#### WORK TO COMPLETE
a. In the exercise and COVID-19 text, please rewrite the passage starting at "A recent study" and ending at "who were inactive.", changing "inactive" to "sedentary".
b. How long does the exercise and COVID-19 text say Sallis recommended walking at a moderate pace each day?

#### DOCUMENT SEGMENT
--------------------
A recent study of nearly 50,000 infectious-disease patients found that those who were consistently inactive were at greater risk of death due to the virus than those who engaged in exercise. The study, which relied on the “Exercise Vital Sign” measurement developed by Kaiser Permanente Southern California, found that even those who were active on an inconsistent basis were at lower odds for severe COVID-19 compared to those who were inactive.
“This is a wake-up call for the importance of healthy lifestyles and especially physical activity,” Robert E. Sallis, M.D., a family and sports medicine physician at the Kaiser Permanente Fontana Medical Center, said, in a news release posted to EurekAlert.org. “Kaiser Permanente’s motivation is to keep people healthy, and this study truly shows how important that is during this pandemic and beyond. People who regularly exercise had the best chance of beating COVID-19, while people who were inactive did much worse.”
Sallis said that walking at a moderate pace for 30 minutes daily could “give you a tremendous protective effect” against the virus.
--------------------
#### EXTRACTED INFORMATION

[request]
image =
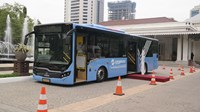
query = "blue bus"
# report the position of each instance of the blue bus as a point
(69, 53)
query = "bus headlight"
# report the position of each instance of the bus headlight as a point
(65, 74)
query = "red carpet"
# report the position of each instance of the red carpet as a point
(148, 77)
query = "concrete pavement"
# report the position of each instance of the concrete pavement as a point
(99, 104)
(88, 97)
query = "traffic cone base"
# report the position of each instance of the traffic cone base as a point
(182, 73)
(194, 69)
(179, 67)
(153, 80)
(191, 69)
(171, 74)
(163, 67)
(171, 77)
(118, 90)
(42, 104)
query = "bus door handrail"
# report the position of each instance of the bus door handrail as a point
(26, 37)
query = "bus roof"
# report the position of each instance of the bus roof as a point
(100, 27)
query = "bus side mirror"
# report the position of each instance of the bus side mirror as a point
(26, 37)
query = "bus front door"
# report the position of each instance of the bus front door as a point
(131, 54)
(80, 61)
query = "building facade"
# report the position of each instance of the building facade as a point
--------------------
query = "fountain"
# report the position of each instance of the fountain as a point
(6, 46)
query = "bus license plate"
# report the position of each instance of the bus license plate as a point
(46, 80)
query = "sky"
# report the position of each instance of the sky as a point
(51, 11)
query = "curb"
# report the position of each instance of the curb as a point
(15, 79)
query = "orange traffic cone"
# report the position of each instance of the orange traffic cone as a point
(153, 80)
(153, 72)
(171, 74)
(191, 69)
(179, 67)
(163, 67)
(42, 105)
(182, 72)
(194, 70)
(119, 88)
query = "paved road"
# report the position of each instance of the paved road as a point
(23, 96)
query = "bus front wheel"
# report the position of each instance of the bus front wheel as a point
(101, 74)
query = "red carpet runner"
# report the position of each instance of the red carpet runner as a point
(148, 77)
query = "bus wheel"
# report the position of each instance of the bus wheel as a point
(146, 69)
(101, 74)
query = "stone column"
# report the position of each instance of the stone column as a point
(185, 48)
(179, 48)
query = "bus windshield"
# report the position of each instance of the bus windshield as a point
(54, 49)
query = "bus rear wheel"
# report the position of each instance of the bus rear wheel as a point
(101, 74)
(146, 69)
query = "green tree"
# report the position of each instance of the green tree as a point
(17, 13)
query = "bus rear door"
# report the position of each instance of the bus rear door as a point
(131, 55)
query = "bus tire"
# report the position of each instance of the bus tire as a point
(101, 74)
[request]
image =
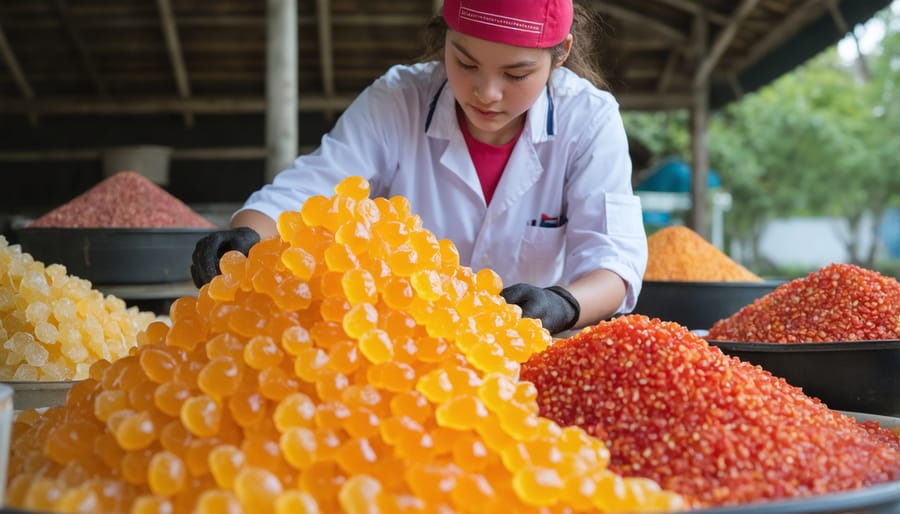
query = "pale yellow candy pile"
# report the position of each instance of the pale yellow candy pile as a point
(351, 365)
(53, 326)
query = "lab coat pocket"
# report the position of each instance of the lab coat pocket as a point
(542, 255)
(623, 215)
--------------------
#### SOLUTIONS
a.
A recent study of nearly 50,000 infectious-disease patients found that those who were consistently sedentary were at greater risk of death due to the virus than those who engaged in exercise. The study, which relied on the “Exercise Vital Sign” measurement developed by Kaiser Permanente Southern California, found that even those who were active on an inconsistent basis were at lower odds for severe COVID-19 compared to those who were sedentary.

b. 30 minutes